• ITEMS:
- - -

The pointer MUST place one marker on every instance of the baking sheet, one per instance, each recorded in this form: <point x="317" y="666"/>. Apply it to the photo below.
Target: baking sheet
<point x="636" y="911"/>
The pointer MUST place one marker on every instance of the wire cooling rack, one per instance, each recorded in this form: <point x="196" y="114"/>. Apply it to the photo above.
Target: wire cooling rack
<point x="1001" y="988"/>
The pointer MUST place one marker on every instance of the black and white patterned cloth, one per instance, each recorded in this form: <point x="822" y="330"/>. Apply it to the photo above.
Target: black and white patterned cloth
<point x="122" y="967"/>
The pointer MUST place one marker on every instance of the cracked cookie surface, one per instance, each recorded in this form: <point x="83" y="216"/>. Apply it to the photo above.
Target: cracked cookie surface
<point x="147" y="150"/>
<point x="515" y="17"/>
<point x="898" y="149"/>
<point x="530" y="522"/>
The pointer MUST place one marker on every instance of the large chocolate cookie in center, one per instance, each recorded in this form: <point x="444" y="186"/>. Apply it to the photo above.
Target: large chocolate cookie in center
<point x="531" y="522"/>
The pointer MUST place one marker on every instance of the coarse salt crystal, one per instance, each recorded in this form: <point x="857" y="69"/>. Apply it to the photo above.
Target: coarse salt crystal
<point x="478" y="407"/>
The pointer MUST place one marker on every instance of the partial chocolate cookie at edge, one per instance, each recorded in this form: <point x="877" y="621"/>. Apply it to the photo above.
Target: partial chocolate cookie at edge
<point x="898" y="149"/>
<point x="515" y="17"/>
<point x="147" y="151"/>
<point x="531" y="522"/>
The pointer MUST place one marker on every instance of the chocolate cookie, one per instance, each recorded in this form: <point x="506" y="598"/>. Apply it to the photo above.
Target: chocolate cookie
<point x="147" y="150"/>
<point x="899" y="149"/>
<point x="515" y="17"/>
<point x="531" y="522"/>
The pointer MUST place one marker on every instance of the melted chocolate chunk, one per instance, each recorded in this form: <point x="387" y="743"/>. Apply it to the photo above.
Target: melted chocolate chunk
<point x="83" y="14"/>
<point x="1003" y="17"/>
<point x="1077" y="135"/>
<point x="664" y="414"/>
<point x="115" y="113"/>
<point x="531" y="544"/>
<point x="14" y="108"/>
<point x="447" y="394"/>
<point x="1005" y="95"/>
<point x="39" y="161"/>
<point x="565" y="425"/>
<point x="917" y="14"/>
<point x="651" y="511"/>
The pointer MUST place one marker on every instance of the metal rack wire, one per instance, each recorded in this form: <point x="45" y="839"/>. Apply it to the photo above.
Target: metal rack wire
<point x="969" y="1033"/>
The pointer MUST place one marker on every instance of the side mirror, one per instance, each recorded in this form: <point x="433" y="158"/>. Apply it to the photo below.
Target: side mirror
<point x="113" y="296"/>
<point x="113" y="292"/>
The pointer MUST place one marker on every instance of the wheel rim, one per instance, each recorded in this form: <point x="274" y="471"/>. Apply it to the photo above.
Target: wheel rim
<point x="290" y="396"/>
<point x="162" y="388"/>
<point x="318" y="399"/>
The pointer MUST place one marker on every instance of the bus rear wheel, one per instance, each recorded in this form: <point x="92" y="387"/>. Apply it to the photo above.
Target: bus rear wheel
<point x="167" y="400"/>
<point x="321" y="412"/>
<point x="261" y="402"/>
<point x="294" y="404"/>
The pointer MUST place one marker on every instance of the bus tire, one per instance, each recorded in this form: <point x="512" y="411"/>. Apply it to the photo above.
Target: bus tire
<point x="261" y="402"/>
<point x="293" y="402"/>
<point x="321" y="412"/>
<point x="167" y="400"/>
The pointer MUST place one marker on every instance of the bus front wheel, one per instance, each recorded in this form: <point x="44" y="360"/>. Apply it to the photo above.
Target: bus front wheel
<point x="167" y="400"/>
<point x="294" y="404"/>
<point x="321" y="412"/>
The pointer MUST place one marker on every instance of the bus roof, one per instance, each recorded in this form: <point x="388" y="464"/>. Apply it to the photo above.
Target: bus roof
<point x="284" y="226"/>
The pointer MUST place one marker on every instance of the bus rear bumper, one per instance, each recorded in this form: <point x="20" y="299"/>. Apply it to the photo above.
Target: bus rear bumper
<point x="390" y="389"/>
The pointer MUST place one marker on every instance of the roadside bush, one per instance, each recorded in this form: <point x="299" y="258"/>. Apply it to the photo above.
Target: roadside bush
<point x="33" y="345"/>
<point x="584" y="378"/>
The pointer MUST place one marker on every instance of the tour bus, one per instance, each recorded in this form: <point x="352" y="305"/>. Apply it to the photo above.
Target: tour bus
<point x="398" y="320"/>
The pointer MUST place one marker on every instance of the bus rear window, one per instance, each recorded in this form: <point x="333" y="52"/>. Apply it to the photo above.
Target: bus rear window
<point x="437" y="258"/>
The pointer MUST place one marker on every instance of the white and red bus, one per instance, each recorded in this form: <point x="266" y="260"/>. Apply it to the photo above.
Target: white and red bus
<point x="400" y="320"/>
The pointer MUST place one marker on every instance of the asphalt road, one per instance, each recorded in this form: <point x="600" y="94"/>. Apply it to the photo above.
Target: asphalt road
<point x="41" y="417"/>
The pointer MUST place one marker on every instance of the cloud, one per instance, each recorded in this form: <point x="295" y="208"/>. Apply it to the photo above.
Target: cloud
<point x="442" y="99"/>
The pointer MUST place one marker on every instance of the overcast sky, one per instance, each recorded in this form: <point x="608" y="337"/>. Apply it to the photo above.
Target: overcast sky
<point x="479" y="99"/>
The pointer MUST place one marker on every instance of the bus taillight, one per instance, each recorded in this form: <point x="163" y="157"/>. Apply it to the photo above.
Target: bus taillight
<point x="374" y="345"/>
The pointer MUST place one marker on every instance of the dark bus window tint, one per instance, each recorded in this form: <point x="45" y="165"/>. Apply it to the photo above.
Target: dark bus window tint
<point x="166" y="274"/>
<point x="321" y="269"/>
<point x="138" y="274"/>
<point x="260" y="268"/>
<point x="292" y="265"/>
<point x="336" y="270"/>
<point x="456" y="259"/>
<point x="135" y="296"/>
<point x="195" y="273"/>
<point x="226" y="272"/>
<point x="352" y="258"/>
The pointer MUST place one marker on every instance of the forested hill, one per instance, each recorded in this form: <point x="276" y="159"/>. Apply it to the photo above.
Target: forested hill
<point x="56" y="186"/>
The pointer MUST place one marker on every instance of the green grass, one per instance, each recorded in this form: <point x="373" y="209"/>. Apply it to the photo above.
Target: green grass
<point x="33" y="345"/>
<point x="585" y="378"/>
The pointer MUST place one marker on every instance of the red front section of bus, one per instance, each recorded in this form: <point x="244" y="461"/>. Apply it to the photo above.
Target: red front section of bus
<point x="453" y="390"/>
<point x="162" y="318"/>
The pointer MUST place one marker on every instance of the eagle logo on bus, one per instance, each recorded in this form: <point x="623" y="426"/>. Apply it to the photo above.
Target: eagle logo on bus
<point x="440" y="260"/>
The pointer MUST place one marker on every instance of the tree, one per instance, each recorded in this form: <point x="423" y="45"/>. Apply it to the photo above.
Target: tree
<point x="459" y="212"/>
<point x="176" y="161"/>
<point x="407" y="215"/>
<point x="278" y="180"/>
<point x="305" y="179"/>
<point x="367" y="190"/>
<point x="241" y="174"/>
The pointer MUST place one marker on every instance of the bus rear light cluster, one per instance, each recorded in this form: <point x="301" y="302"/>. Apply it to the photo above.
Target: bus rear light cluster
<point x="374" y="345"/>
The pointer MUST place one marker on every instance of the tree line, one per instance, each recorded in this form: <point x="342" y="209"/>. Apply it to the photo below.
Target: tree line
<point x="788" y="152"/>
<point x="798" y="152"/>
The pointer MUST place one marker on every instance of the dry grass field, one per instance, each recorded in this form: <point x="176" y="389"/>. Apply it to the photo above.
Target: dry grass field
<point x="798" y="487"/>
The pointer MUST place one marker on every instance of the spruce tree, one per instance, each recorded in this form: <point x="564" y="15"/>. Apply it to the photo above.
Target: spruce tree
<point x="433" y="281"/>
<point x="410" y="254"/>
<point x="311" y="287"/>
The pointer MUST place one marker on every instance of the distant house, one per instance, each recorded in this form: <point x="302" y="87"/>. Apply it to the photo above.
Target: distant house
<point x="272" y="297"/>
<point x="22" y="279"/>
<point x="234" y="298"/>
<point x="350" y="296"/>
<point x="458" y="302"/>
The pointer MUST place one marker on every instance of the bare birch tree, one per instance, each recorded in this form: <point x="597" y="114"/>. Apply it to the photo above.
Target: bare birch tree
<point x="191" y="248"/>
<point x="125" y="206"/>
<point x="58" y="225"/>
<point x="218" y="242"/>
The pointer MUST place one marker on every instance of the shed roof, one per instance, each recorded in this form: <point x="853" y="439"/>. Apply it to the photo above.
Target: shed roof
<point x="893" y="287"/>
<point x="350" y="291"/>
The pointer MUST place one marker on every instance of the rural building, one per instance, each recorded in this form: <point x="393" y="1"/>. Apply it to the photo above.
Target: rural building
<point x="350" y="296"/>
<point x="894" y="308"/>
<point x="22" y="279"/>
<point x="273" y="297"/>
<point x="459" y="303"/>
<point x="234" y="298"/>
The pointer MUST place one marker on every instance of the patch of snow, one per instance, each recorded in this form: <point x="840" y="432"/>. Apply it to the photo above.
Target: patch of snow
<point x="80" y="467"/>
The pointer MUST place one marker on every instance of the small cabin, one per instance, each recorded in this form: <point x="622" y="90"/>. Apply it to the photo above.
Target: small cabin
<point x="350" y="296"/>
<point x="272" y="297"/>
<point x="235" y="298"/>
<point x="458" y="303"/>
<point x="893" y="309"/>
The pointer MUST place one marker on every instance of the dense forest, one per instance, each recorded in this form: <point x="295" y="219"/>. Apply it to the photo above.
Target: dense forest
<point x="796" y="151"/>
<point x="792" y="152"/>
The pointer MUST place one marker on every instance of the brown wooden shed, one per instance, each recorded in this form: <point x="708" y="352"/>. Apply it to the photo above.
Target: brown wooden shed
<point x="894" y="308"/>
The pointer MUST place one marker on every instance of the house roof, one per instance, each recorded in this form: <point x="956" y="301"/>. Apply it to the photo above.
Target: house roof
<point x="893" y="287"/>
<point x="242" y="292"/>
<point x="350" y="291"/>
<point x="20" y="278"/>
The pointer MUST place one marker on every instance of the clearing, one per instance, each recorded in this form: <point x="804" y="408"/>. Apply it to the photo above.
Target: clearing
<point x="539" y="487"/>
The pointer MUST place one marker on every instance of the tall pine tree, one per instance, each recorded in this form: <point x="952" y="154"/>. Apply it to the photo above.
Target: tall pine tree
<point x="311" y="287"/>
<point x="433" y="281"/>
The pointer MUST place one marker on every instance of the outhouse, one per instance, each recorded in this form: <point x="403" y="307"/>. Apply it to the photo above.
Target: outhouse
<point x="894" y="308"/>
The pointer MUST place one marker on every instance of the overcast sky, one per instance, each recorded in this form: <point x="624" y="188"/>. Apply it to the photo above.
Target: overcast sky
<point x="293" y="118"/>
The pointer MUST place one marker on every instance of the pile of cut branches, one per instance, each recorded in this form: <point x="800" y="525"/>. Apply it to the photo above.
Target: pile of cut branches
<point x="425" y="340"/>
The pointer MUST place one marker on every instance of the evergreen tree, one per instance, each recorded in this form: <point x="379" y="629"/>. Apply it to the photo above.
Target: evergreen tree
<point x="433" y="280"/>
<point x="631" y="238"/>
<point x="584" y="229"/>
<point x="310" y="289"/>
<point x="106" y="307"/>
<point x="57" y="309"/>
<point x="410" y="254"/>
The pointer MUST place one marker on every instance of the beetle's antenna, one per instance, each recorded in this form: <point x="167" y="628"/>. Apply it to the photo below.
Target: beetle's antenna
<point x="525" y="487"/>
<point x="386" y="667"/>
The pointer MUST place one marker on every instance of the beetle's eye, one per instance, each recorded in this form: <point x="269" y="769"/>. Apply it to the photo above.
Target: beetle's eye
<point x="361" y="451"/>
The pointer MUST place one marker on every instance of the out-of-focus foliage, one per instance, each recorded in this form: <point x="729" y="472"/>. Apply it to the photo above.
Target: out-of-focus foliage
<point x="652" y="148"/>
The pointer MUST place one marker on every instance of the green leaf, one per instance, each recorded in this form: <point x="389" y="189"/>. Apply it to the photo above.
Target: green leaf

- - -

• SET EXERCISE:
Return exactly the lines of the data, and only those, from the line with "of the pile" through the last line, inclusive.

• TASK SOLUTION:
The pointer MUST place one marker on every instance of the pile of cut branches, one per instance, each recorded in this form: <point x="800" y="525"/>. Apply it to the photo above.
Target: pile of cut branches
<point x="425" y="340"/>
The pointer MUST place one marker on every instance of the evergreen tree, one per instance, each recorded in this form: <point x="379" y="629"/>. Apply it to the photo above.
Target: evergreen tree
<point x="433" y="280"/>
<point x="631" y="238"/>
<point x="584" y="229"/>
<point x="310" y="289"/>
<point x="106" y="307"/>
<point x="57" y="309"/>
<point x="410" y="254"/>
The pointer MUST place one marker on every instance of the beetle's antenna, one per instance, each recorded in this form: <point x="167" y="628"/>. Apply it to the photo below.
Target: beetle's antenna
<point x="525" y="487"/>
<point x="386" y="667"/>
The pointer MUST place one marker on every instance of the beetle's eye, one per instance, each recorded in this form: <point x="269" y="769"/>. Apply it to the photo above.
Target: beetle's eye
<point x="361" y="451"/>
The pointer MUST place one marker on every instance of the out-of-focus foliage, one per instance, each recorded in this form: <point x="729" y="472"/>. Apply it to the photo above.
Target: out-of-focus foliage
<point x="652" y="148"/>
The pointer MUST place one marker on every instance of the green leaf, one per instance, each recorded in this form: <point x="389" y="189"/>. Apply it to the photo above.
Target: green leaf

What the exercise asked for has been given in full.